— WHAT TO WORK ON —
Copy all the data exactly, except the pictures.
______
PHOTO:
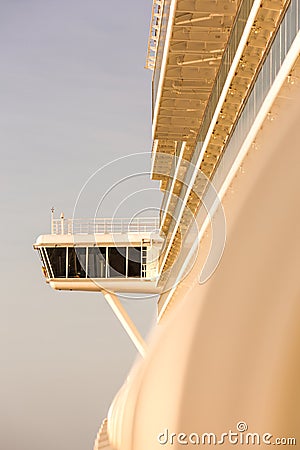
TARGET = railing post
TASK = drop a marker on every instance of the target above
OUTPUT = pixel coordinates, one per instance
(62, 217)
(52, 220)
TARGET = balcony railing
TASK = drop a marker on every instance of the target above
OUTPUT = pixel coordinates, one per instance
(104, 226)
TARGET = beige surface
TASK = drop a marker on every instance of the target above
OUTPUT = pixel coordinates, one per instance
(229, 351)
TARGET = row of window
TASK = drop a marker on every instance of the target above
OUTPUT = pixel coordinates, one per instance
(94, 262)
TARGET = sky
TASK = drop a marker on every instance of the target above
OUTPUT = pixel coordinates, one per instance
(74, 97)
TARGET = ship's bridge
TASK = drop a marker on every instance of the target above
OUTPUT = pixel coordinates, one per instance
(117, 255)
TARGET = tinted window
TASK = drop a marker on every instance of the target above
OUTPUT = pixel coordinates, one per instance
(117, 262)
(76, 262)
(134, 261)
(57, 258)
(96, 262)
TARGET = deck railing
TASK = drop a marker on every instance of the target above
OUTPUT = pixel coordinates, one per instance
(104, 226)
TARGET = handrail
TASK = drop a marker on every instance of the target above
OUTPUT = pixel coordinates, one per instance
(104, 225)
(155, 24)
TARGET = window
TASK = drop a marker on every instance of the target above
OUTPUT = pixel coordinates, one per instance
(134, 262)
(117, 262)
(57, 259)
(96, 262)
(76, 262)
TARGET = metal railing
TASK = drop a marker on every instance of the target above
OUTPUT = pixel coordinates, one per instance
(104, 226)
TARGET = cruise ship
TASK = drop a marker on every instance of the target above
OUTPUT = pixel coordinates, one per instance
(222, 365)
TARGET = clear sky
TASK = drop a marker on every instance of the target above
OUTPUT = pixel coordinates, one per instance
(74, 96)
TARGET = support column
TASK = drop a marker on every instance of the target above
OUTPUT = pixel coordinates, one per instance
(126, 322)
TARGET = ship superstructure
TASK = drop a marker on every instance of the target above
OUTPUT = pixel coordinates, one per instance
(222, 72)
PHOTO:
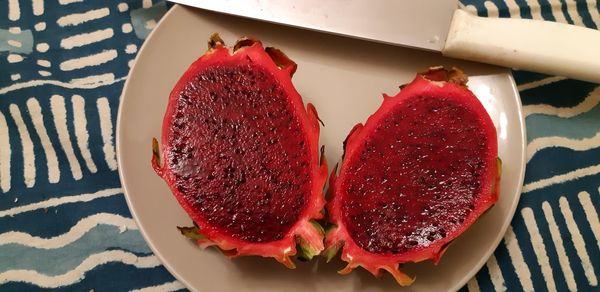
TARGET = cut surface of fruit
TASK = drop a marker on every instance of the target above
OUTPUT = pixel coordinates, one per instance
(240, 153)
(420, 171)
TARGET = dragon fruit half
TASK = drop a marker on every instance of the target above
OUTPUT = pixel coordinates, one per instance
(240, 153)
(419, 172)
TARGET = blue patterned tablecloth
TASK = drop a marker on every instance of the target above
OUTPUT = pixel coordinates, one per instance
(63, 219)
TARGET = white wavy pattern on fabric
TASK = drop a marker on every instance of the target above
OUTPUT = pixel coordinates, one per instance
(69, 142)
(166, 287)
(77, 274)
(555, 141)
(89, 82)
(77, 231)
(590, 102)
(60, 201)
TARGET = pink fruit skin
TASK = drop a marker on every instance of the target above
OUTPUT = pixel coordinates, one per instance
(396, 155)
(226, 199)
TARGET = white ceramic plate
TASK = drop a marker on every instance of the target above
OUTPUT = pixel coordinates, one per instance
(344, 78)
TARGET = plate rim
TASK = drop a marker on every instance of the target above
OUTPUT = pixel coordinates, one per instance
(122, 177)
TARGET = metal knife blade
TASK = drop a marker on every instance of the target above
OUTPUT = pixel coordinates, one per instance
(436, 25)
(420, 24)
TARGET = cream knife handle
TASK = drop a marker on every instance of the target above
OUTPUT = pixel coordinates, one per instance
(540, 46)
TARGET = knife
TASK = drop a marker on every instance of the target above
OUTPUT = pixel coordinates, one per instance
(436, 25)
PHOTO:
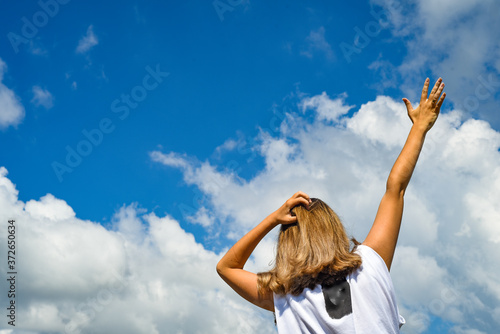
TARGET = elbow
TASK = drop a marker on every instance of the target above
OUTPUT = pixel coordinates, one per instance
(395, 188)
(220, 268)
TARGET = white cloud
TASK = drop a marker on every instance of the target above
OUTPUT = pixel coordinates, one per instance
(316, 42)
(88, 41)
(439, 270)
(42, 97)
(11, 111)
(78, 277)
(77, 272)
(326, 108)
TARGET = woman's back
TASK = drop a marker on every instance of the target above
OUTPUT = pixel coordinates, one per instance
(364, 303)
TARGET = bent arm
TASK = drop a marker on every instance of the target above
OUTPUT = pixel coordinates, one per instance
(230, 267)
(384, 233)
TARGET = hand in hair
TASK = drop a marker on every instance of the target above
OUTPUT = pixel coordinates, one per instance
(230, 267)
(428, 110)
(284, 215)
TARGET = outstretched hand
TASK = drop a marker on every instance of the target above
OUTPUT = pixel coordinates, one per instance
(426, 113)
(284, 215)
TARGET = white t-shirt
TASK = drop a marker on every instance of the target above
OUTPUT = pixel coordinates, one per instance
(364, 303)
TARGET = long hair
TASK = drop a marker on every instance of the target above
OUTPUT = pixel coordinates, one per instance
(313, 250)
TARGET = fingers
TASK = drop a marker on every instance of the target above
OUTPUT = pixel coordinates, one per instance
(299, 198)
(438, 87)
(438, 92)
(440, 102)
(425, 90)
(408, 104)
______
— WRITTEN SOLUTION —
PHOTO:
TARGET = railing post
TASK = drop a marker on every instance of the target above
OUTPUT = pixel coordinates, one per instance
(62, 217)
(52, 220)
TARGET = balcony railing
TASK = drop a marker on every instance of the target above
OUTPUT = pixel coordinates, one per instance
(104, 226)
TARGET = beige surface
TASK = drop a marker on every instance of the target above
OUTPUT = pixel coordinates, one per instance
(229, 351)
TARGET = row of window
TASK = drop a marker on every instance of the target above
OUTPUT = pixel coordinates, one per instance
(94, 262)
TARGET = sky
TASK = drop a marker on every instance of the target above
OUTPUT = pixel coordinates, one per instance
(74, 97)
TARGET = ship's bridge
TASK = drop a marker on every instance of the target above
OUTPUT = pixel coordinates, one per instance
(117, 255)
TARGET = tinted window
TASK = drop a marker on every instance of the target above
OUTPUT = pixel coordinates, one per instance
(117, 262)
(76, 262)
(134, 261)
(57, 258)
(96, 262)
TARGET = deck railing
TASK = drop a marker on every instance of the target above
OUTPUT = pixel coordinates, one per instance
(104, 226)
TARGET = handrail
TASK = drop a marker on every instance of the target above
OUTPUT = pixel coordinates, one per instance
(104, 225)
(155, 24)
TARGET = window
TASK = drop a marker on every instance of the target above
OUTPUT = pixel coordinates, one per instance
(134, 262)
(117, 262)
(57, 259)
(96, 262)
(76, 262)
TARGET = metal railing
TASK = drop a marker on every instance of the target above
OUTPUT = pixel coordinates, one per instance
(104, 226)
TARGET = cruise ship
TASK = drop a marker on every instance of the target above
OUTPUT = pixel coordinates, one per instance
(222, 365)
TARGET = clear sky
TASK = drop a marker on every instance of the target above
OUTPUT = pixel coordinates, one per instance
(74, 96)
TARGET = support column
TASK = drop a marker on every instance of the target above
OUTPUT = pixel coordinates, one per instance
(126, 322)
TARGET = ship superstructure
TASK = drop a marker on every instance of the target above
OUTPUT = pixel coordinates, one per instance
(222, 72)
PHOTO:
TARGET = cut surface of fruit
TASK = drop a marker on every instance of the target above
OUTPUT = pixel coordinates, one per instance
(240, 153)
(420, 171)
TARGET = dragon fruit half
TASK = drop a marker on every instance of the target above
OUTPUT = pixel coordinates, one per instance
(240, 153)
(419, 172)
TARGET = blue patterned tablecloth
TASK = drop a marker on every instance of the target above
OUTPUT = pixel coordinates, one per instance
(63, 219)
TARGET = white wavy pattern on fabric
TASK = drop a marker on every instance of the target above
OUTPUT = pixel coordinates, one per instance
(69, 142)
(166, 287)
(77, 274)
(555, 141)
(89, 82)
(77, 231)
(590, 102)
(60, 201)
TARGET = pink fruit skin
TASK = drop a marker on every instance of the target above
OUTPUT = pixel coordinates, one per instance
(396, 155)
(226, 199)
TARGET = white ceramic plate
TASK = drop a marker on every instance of the target above
OUTPUT = pixel coordinates, one per instance
(344, 78)
TARGET = plate rim
TASK = drop a marker on every instance of the target above
OUTPUT = pixel coordinates, one per instance
(122, 177)
TARGET = metal knife blade
TASK = drop a marker on every instance of the target above
OUTPUT = pixel coordinates, one per instance
(436, 25)
(420, 24)
TARGET = cream knife handle
TASK = drop a marker on every instance of the target above
OUTPUT = pixel coordinates, one per instance
(540, 46)
TARGET = knife
TASK = drop a marker on every instance of the target above
OUTPUT = pixel coordinates, one per instance
(436, 25)
PHOTO:
TARGET = elbow
TASK = drop a marker on every instance of the target above
OUTPUT = pixel coordinates, one per instance
(395, 188)
(220, 268)
TARGET = white cloud
TASK = drop a marker on every instance of the target above
OUTPUT = pixel coordinates, one per instance
(316, 42)
(88, 41)
(439, 270)
(42, 97)
(11, 111)
(78, 277)
(77, 272)
(326, 108)
TARGET = woman's back
TASK = drop a marker on every instance of the target above
OUTPUT = pixel coordinates, one per instance
(364, 303)
TARGET = bent arm
TASK = drop a marker on every instance of the target above
OUTPUT = pixel coordinates, one per instance
(230, 267)
(384, 233)
TARGET = hand in hair
TASK = drop a marker on every instance of the target above
OUTPUT = pixel coordinates, one per instance
(230, 267)
(428, 110)
(284, 215)
TARGET = outstretched hand
TASK = drop a marker on every instance of the target above
OUTPUT = pixel coordinates, one per instance
(426, 113)
(284, 215)
TARGET = white t-shirt
TASK = drop a marker on every instance of the target above
OUTPUT = pixel coordinates, one per instance
(364, 303)
TARGET = long hair
TASK = drop a marker on every instance of the target above
OUTPUT = pixel coordinates, one per instance
(313, 250)
TARGET = fingers
TASK = drop a marker on every instance of the target above
OUTPUT = pixel coordinates, one per instance
(299, 198)
(438, 87)
(438, 92)
(440, 102)
(425, 90)
(408, 104)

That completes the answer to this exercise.